>> begin DATASET RECORDS

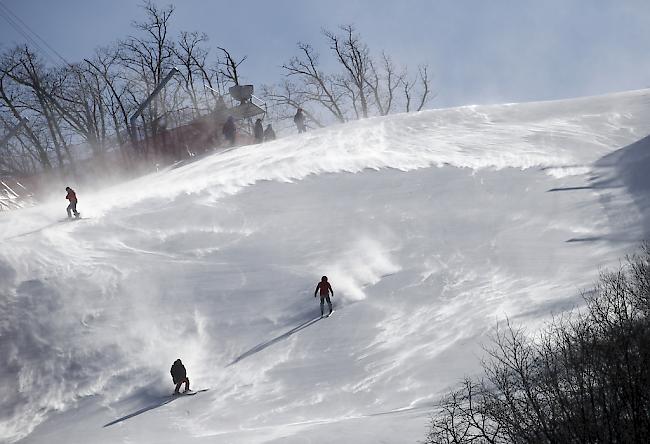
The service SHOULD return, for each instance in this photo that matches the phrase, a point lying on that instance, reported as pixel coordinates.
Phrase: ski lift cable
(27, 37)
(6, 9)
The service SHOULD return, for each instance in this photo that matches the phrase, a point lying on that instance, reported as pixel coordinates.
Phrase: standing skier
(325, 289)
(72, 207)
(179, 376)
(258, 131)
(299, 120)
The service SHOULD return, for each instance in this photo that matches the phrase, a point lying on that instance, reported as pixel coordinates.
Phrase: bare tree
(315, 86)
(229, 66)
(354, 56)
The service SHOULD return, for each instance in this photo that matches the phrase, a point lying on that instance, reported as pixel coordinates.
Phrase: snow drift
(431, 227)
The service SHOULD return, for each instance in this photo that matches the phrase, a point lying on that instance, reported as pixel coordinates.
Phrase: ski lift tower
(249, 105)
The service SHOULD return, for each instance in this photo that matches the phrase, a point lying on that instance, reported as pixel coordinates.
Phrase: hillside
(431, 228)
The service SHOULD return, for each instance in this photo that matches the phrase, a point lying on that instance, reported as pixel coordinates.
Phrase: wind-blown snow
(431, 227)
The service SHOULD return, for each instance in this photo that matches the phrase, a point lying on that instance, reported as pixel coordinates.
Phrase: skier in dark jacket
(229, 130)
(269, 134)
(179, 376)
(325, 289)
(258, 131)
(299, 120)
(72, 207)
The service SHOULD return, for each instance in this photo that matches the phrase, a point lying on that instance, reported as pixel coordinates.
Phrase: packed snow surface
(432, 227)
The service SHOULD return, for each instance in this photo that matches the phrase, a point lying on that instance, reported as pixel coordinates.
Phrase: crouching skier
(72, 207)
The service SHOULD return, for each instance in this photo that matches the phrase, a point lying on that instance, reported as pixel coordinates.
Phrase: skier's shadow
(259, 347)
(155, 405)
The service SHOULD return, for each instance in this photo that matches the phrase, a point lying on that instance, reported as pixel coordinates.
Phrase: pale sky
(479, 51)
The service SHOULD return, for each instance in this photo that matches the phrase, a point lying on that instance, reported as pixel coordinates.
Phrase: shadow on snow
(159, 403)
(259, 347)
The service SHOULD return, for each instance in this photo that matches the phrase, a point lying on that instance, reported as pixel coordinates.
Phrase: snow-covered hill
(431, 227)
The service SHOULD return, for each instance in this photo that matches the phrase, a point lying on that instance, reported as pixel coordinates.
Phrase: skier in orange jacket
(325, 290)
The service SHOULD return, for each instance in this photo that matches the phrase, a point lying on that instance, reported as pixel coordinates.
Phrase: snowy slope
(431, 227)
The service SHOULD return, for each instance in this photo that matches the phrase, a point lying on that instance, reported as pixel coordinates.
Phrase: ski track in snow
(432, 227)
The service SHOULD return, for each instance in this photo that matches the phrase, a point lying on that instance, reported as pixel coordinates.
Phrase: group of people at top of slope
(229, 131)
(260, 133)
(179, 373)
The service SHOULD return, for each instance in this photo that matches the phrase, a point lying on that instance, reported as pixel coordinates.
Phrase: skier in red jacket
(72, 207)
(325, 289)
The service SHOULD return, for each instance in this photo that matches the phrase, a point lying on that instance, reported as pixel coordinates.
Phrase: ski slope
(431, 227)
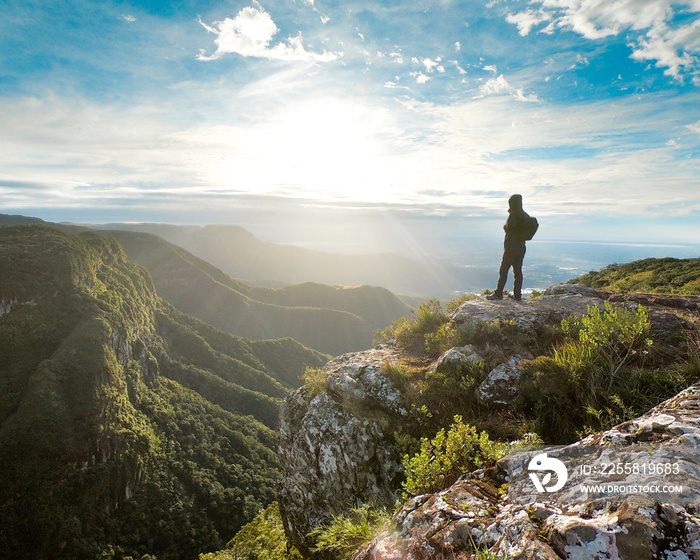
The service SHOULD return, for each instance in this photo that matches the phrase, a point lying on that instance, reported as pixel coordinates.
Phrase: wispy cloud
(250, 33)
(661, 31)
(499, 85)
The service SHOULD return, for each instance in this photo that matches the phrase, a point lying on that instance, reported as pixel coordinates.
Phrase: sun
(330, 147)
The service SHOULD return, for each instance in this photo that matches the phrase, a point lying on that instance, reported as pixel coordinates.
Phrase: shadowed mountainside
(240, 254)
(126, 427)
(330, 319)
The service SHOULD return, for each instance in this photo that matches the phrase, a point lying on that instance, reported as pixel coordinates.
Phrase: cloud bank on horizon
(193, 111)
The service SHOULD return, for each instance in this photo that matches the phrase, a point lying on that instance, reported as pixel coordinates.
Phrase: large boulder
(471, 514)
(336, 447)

>> end DATASET RECORDS

From the items above, pull out every line that contains the word "lift" and list those lines.

Phrase: ski lift cable
Phrase: ski lift tower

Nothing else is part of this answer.